Given passage:
[Start of section]

Dear Readers: Following is new information from a previous letter-writer who contracted a sexually transmitted disease/infection (STD/STI) from his girlfriend who’d kept her infection secret:
She was diagnosed with Genital Herpes shortly before we started dating, but didn’t tell me for three months.
I loved her and we’d been intimate many times.
I suggested complete testing for both of us and asking doctors how to stay intimate while keeping myself safe.
After we were convinced that we can still be a couple, she broke up with me.
Shocked, I tried to reconcile but met only silence.
Two months later, when diagnosed with genital herpes, I said there’s now no problem of us being together.
She was bluntly cold and didn’t want to reconnect.
I felt betrayed, used up and abused. She encouraged me into the relationship and left me infected with an incurable STD.
I gave her an ultimatum to meet/sort things out, or I’ll take her to court for infecting me, hoping she’d take things seriously.
She panicked, went to a counsellor, then told me the counsellor said this isn’t a healthy relationship and not to have further contact with me.
She doesn’t respond to my texts and calls.
I want to get back together as I was deeply involved with her. I’ve had many doctor visits as my symptoms took a bad turn on my body.
She was cold-hearted, and unempathetic.
I gave her love, support and caring, only to be left with a broken heart and an STD.
I’m contemplating telling her parents what’s happened and asking them to help reconcile us. If I do this behind her back, might she call the cops on me?

[End of section]

Extend the advice-column letter about the genital herpes infection, picking up after its final sentence.

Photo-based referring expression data
[Start of section]

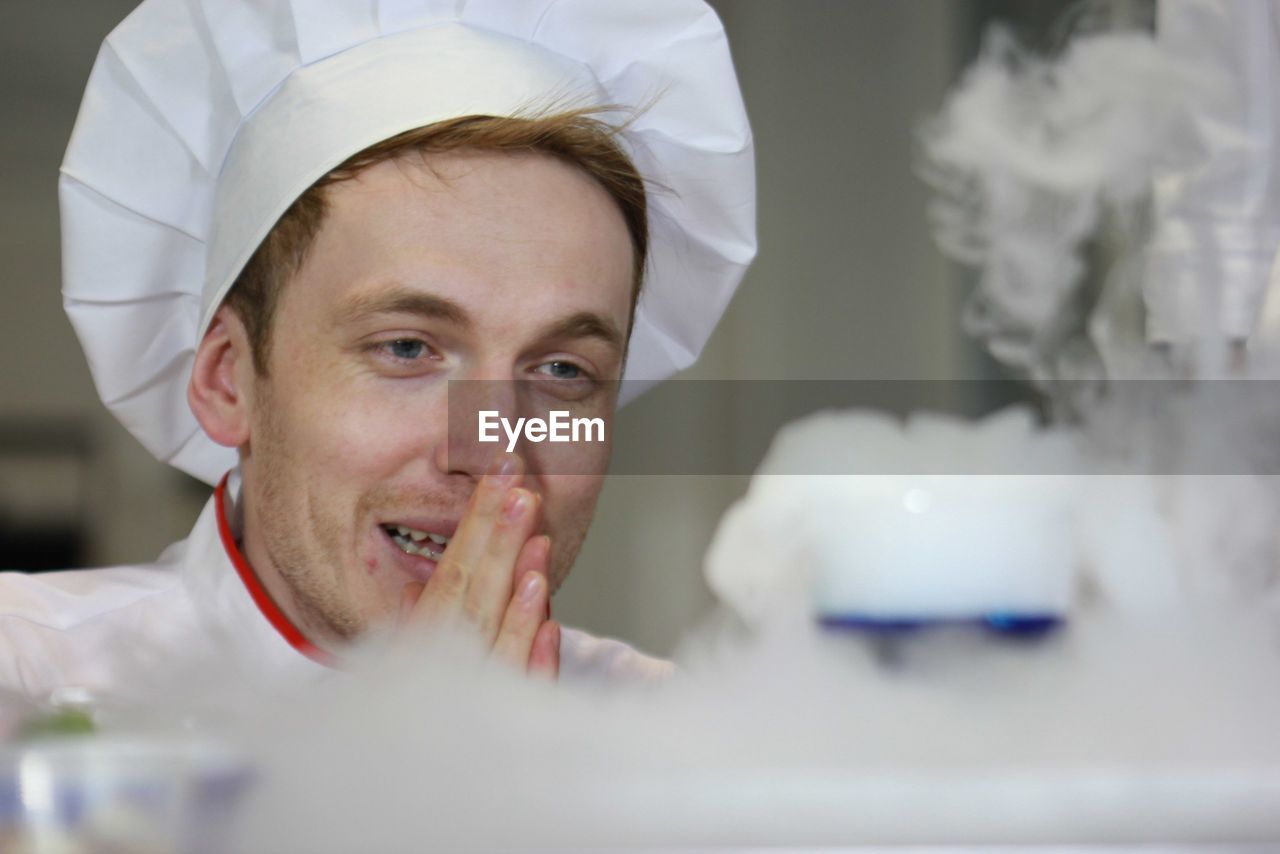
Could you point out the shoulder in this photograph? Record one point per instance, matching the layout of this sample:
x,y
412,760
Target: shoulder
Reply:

[End of section]

Answer area:
Infected, then Ignored
Yours is an understandably sad, fearful and angry story about contracting this incurable infection, because of the love you felt for someone who secretly and knowingly put you at risk.
In Canada, it’s a crime not to disclose HIV or another sexually transmitted infection before having sex that poses a “significant risk of serious bodily harm.”
However, by 2017 most prosecutions had been strictly related to HIV and hardly any have been related to herpes, syphilis, Chlamydia or other STIs.
In the U.S., California has made it a crime to knowingly withhold an STI diagnosis, including HIV, from a sexual partner, even if the disease is not transmitted.
You have every right to consider and want to pursue the matter in court.
BUT threatening your ex-girlfriend and involving her parents in your pursuit of her, may be seen as harassment, which is also illegal.
If you truly want to sue her, see a lawyer for advice. Renewing your relationship is highly unlikely to happen.
The pain you both suffer about having this lifetime diagnosis, has driven you apart. She should’ve revealed her illness but didn’t. You expected that, once both infected, it’d bring you closer. That didn’t happen.
You still need emotional support, however, and should seek help from a sexual disease clinic where professional counsellors are available.
My cell phone’s an albatross. Email’s useful, as is texting for specific purposes and necessarily-immediate feedback.
Neither replaces the comfort and nuanced efficiency of conversation.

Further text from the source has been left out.